### [Your instructions]
Each record is to be printed exactly as given, down to the last mark.

### [Data shown]
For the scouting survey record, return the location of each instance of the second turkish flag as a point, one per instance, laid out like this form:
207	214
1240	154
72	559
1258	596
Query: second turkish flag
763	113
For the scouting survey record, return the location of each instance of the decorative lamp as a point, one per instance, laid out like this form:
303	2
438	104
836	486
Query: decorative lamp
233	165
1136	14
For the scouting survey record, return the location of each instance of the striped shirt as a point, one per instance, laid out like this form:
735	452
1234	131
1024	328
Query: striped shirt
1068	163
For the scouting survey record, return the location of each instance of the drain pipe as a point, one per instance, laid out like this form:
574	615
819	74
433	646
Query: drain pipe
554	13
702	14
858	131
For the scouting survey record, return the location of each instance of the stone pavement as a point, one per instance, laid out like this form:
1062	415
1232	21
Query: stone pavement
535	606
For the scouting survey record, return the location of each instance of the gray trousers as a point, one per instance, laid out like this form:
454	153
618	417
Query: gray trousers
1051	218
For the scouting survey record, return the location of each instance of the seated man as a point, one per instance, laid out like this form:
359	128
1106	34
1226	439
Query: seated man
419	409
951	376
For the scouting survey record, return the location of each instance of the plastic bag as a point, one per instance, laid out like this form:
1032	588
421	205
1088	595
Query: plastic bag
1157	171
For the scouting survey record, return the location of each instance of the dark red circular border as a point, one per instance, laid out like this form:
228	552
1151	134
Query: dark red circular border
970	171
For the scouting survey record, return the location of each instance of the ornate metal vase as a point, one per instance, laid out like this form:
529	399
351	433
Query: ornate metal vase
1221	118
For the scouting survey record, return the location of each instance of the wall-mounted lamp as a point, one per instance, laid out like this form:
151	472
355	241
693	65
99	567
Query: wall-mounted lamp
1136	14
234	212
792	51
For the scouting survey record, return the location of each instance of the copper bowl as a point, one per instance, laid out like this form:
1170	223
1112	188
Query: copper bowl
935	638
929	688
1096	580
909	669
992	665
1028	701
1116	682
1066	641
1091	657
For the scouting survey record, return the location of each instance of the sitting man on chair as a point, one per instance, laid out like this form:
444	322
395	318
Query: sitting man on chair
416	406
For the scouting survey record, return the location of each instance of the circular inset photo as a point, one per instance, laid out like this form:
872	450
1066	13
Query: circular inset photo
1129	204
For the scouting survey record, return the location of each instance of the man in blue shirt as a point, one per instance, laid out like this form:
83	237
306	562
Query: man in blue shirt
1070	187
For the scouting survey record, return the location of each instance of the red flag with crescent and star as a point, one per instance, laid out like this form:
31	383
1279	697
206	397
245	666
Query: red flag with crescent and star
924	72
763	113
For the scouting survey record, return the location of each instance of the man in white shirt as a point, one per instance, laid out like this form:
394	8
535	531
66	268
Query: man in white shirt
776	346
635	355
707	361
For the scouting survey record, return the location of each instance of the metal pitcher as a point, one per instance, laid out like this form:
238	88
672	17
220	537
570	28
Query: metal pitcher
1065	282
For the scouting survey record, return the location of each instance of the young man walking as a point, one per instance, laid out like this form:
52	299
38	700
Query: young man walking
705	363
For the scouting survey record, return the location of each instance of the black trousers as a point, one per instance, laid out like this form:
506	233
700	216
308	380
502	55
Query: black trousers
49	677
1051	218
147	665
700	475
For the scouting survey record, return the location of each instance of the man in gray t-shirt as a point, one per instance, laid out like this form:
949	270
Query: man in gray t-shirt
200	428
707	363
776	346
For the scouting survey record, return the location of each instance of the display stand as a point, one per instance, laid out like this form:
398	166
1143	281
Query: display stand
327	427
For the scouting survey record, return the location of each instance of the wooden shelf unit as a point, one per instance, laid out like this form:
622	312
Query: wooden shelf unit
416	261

### [Exercise output]
For the scouting survey record, return the location of each instance of the second turkish flag as a point, one per instance, laid out like this form:
207	214
1240	154
72	559
1258	596
Query: second turkish flag
763	113
For the scouting survey record, return the location of each instance of the decorative lamp as a point, one per instance, laid out like this form:
303	2
438	104
836	486
Query: decorative lamp
233	165
1136	14
For the scouting survey record, return the location of each instance of the striped shirt as a point, one per instance, laid out like this form:
735	452
1234	131
1024	328
Query: striped shirt
1068	163
For the scouting survey record, return the location of each instance of the drain pipe as a point, one per instance, laid out like this form:
574	615
819	74
433	646
Query: drain pipe
554	13
702	14
858	131
For the scouting survey record, return the location of each instance of the stone pavement as a point, one per instance, laid out like this form:
1062	415
1232	21
Query: stone pavement
535	606
For the scouting survey record, return the location of each instance of the gray trousers as a point, one per instance, laid out like this form:
454	153
618	417
Query: gray trousers
1051	218
For the scouting survey record, return the location of each instance of the seated man as a point, one per instance, laid out like this form:
359	128
1106	34
1226	439
Query: seated man
419	409
951	376
For the scouting survey record, return the location of each instance of the plastic bag as a point, one per instance, laid out like this form:
1032	588
421	205
1088	595
Query: plastic bag
1157	171
For the scouting survey record, return the location of each instance of the dark red circular border as a point, one per instance, laid out like this form:
228	552
1151	134
Query: dark red circular border
970	171
For the scouting survey record, return the location of each instance of the ornate metal vase as a point, one per instance, laid out like this form:
529	399
351	433
Query: ornate metal vase
1221	118
For the scouting survey record, return the location of each instance of the wall-mounted lamp as a point, one per instance, laid out like this form:
151	472
355	241
693	65
99	567
Query: wall-mounted lamp
1136	14
234	212
792	51
For the scouting survey record, return the location of each instance of the copper bowl as a point, one per instance, laid out like this form:
1170	223
1112	188
Query: copper bowl
935	638
929	688
1096	580
909	669
992	665
1028	701
1116	682
1066	641
1091	657
For the scouting survey record, return the location of each instance of the sitting man on chair as a point, one per instance, laid out like this form:
444	322
395	318
Query: sitting man on chair
416	406
For the scouting survey record, return the location of each instance of the circular inset photo as a point, one per instance, laid out like this form:
872	450
1066	13
Query: circular inset photo
1129	204
For the scouting survey record, return the location of each instance of the man in blue shirt as a point, one per instance, laid out like this form:
83	237
306	562
Query: man in blue shirt
1070	187
For the scouting survey record, return the location of each instance of the red flag with crescent and star as a point, one per instance, laid out like this form:
31	383
1279	697
206	397
245	666
Query: red flag with crescent and star
924	72
763	113
For the scouting survey record, return the location of each instance of the man in white shirt as a point, one per instance, laid out like this form:
394	8
535	531
66	268
Query: man in white shirt
776	346
635	355
707	361
For the scouting survey record, return the location of each instance of the metal pitcher as a point, one per instance, laid out like this form:
238	88
672	17
220	537
570	28
Query: metal pitcher
1065	282
For the scouting survey record, return the location of each instance of the young man walking as a point, one per instance, laid out like this form:
52	299
38	700
Query: young man walking
705	363
For the scouting survey record, return the location of each instance of the black trousers as a point, one per instance, laid out like this form:
506	233
700	216
308	380
502	55
Query: black trousers
49	677
1051	218
147	665
700	475
For the scouting survey record, return the location of each instance of the man in gray t-shirt as a point, one per instance, laid out like this form:
949	270
Query: man in gray t-shirt
200	428
707	363
776	346
For the scouting survey record, return the location of each instance of the display stand as a point, one per instance, laid out like this form:
398	166
1143	281
Query: display stand
327	427
For the scouting survey record, return the location of each instance of the wooden shelf unit as a point, one per instance, laid out like this form:
622	312
Query: wooden shelf unit
416	261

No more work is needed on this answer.